## BEGIN Data for this exercise
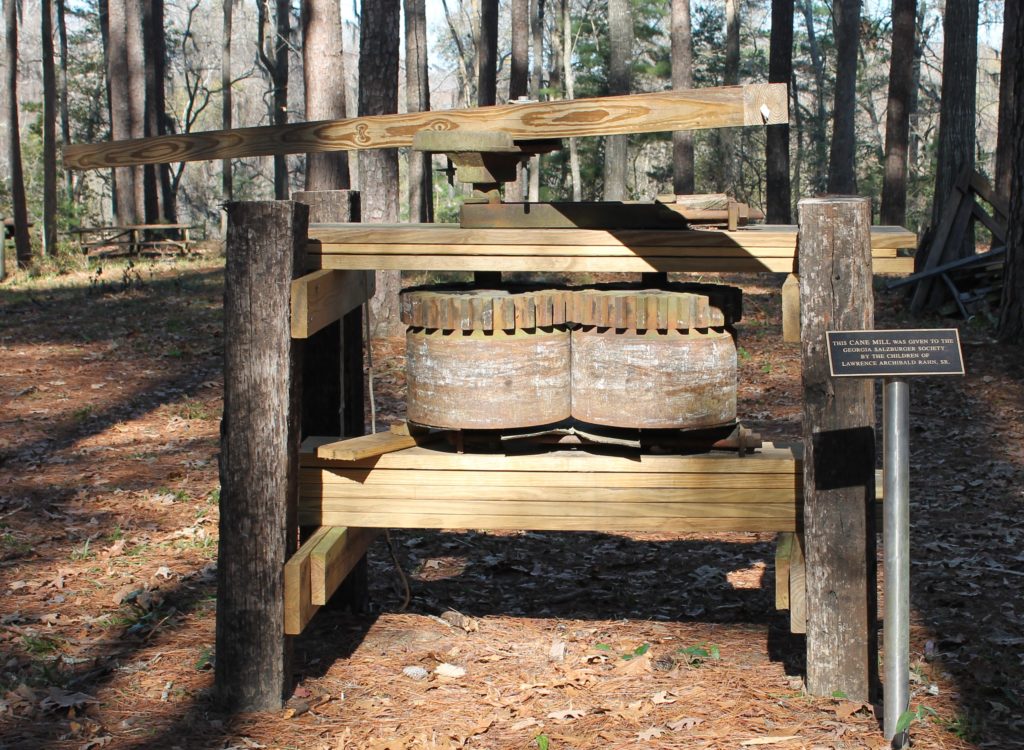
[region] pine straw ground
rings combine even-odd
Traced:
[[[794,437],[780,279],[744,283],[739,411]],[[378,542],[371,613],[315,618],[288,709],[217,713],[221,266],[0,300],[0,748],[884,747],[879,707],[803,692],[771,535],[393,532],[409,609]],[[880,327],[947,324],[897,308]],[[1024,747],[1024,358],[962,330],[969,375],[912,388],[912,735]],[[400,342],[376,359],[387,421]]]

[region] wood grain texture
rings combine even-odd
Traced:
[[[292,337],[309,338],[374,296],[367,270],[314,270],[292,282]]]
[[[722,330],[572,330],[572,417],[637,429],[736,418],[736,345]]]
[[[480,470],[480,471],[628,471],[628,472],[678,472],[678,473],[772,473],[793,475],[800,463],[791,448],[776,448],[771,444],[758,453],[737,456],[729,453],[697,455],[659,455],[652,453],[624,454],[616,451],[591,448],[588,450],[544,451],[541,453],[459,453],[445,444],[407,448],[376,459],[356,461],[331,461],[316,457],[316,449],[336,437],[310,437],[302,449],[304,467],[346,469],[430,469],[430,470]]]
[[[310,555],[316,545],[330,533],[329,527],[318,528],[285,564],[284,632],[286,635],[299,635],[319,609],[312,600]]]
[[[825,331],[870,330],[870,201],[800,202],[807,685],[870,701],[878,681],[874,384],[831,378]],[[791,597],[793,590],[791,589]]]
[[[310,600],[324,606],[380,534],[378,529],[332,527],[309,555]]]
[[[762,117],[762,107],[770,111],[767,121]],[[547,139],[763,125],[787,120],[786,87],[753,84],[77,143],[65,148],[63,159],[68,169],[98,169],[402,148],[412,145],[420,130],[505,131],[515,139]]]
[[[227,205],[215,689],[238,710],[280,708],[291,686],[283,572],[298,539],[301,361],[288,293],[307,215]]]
## END Data for this exercise
## BEGIN Data for this exercise
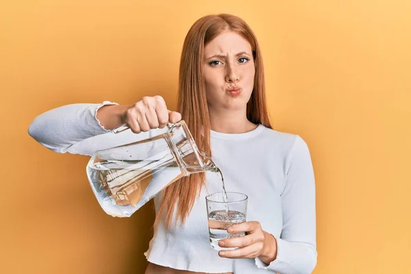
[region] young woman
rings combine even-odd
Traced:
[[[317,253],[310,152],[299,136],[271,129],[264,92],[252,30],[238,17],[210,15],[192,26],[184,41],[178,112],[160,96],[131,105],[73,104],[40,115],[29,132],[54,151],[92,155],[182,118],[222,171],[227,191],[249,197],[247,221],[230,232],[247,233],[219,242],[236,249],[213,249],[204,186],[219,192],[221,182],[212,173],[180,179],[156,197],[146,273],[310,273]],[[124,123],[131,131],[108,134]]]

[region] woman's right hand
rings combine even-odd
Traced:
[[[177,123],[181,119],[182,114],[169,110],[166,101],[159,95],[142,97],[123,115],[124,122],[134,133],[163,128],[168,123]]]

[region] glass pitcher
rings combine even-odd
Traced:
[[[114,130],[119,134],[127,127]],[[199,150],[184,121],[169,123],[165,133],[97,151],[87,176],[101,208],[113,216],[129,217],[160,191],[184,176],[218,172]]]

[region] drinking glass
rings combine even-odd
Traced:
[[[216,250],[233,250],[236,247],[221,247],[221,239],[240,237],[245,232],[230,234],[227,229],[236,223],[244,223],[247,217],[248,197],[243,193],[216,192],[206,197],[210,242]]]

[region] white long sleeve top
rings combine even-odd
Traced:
## END Data for this exercise
= The request =
Copy out each line of the items that contains the word "glass", matching case exactly.

= Result of the exercise =
[region] glass pitcher
[region] drinking glass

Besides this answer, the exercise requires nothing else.